> **Written problem**: Starting at the line that contains "Referring to the image provided, outline the upper" and continuing through the end of the records, copy those lines with "trampoline mat" renamed to "trampoline surface". Leave everything else in them unchanged.

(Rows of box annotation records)
--------------------------------------------------

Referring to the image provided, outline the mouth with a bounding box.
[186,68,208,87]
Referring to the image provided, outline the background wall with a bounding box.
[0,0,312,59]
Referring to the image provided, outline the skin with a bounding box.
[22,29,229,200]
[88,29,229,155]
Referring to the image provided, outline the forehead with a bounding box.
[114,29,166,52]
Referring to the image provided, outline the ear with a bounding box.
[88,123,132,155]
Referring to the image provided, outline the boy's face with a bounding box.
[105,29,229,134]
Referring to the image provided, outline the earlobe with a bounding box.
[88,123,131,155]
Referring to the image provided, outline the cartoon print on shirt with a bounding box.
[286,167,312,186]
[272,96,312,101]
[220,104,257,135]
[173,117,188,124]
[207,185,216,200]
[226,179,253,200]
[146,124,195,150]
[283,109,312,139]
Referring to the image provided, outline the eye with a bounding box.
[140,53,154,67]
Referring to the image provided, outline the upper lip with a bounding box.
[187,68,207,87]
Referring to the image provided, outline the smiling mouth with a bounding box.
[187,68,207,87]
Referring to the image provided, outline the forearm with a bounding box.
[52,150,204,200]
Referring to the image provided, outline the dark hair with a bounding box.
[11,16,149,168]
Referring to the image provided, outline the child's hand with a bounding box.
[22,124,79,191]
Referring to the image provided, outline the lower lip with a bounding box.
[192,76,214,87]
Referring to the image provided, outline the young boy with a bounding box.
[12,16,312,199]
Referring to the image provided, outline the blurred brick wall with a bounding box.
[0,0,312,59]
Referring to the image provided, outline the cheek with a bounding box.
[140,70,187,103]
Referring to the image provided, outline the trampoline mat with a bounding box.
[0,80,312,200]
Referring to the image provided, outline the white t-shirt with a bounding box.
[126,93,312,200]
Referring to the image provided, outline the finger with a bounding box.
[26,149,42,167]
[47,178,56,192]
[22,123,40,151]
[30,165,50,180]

--------------------------------------------------

> **In response**:
Referring to the image provided, outline the upper lip with a bounding box.
[187,68,207,87]
Referring to the image provided, outline the smiling mouth with a bounding box.
[187,68,207,87]
Referring to the image provided, outline the forearm with a bounding box.
[52,150,204,200]
Referring to the image provided, outline the dark hair with a bounding box.
[11,16,149,168]
Referring to the image provided, outline the child's hand with a bounding box.
[22,124,79,191]
Referring to the image provided, outline the lower lip with a bounding box.
[192,76,214,87]
Referring to the image provided, outline the young boy with a bounding box.
[12,16,312,199]
Referring to the image provided, outline the blurred brick wall with a bounding box.
[0,0,312,59]
Referring to the image provided, outline the cheek with a bounding box.
[140,70,187,103]
Referring to the image provided, outline the trampoline surface with a bounding box.
[0,80,312,200]
Referring to the image provided, outline the white t-shirt with a bounding box.
[126,93,312,200]
Referring to the image provided, outline the finger with a bounding box.
[26,149,42,167]
[47,178,56,192]
[22,123,40,151]
[30,165,50,180]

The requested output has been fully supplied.